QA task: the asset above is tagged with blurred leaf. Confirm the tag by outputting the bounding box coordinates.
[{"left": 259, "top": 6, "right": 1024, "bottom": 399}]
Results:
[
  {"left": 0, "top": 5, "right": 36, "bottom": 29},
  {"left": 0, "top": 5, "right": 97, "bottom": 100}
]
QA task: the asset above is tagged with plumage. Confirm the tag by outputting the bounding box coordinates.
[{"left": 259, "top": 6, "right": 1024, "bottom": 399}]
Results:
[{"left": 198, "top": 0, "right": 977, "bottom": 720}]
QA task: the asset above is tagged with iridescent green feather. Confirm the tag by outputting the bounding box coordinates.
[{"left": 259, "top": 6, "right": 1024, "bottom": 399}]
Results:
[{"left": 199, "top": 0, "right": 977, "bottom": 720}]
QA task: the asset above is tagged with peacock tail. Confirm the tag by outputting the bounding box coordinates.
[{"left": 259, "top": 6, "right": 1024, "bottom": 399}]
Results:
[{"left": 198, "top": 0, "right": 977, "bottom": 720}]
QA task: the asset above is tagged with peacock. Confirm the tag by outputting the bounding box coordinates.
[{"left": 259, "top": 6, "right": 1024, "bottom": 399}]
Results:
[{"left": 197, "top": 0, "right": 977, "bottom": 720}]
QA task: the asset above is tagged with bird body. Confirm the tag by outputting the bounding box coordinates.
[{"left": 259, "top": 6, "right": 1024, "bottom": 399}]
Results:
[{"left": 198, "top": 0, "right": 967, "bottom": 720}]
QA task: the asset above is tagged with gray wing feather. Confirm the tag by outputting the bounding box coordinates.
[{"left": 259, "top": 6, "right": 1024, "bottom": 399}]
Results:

━━━

Aim of the exercise
Render all the entries above as a Markdown table with a Row column that numbers each line and a Content column that holds the line itself. Omit any blank lines.

Solution for this exercise
| Row | Content |
|---|---|
| 1 | QA task: the asset above is tagged with blurred leaf. Confirm the tag by outputting the bounding box coordinates. |
| 2 | [{"left": 259, "top": 6, "right": 1024, "bottom": 399}] |
| 3 | Results: |
| 4 | [ |
| 5 |   {"left": 0, "top": 5, "right": 36, "bottom": 29}, |
| 6 |   {"left": 0, "top": 5, "right": 97, "bottom": 100} |
| 7 | ] |
| 8 | QA task: the asset above is tagged with plumage. Confirm the tag by outputting the bounding box coordinates. |
| 9 | [{"left": 259, "top": 6, "right": 1024, "bottom": 399}] |
| 10 | Results: |
| 11 | [{"left": 198, "top": 0, "right": 977, "bottom": 720}] |
| 12 | QA task: the asset above is tagged with iridescent green feather. Confirm the tag by outputting the bounding box coordinates. |
| 13 | [{"left": 259, "top": 6, "right": 1024, "bottom": 399}] |
| 14 | Results: |
| 15 | [{"left": 199, "top": 0, "right": 977, "bottom": 720}] |
| 16 | QA task: the asset above is tagged with peacock tail. Confirm the tag by outputting the bounding box coordinates. |
| 17 | [{"left": 259, "top": 6, "right": 1024, "bottom": 399}] |
| 18 | Results: |
| 19 | [{"left": 198, "top": 0, "right": 977, "bottom": 720}] |
| 20 | QA task: the asset above is tagged with peacock. Confirm the tag by outputting the bounding box coordinates. |
| 21 | [{"left": 259, "top": 6, "right": 1024, "bottom": 399}] |
| 22 | Results: |
| 23 | [{"left": 197, "top": 0, "right": 977, "bottom": 720}] |
| 24 | QA task: the asset above is tagged with bird body. Confirm the tag by outputting the bounding box coordinates. |
| 25 | [{"left": 259, "top": 6, "right": 1024, "bottom": 399}] |
| 26 | Results: |
| 27 | [{"left": 198, "top": 0, "right": 967, "bottom": 720}] |
| 28 | QA task: the asset above is tagged with gray wing feather. Confirm the tag by outputting the bounding box coordinates. |
| 29 | [{"left": 259, "top": 6, "right": 1024, "bottom": 399}] |
| 30 | Results: |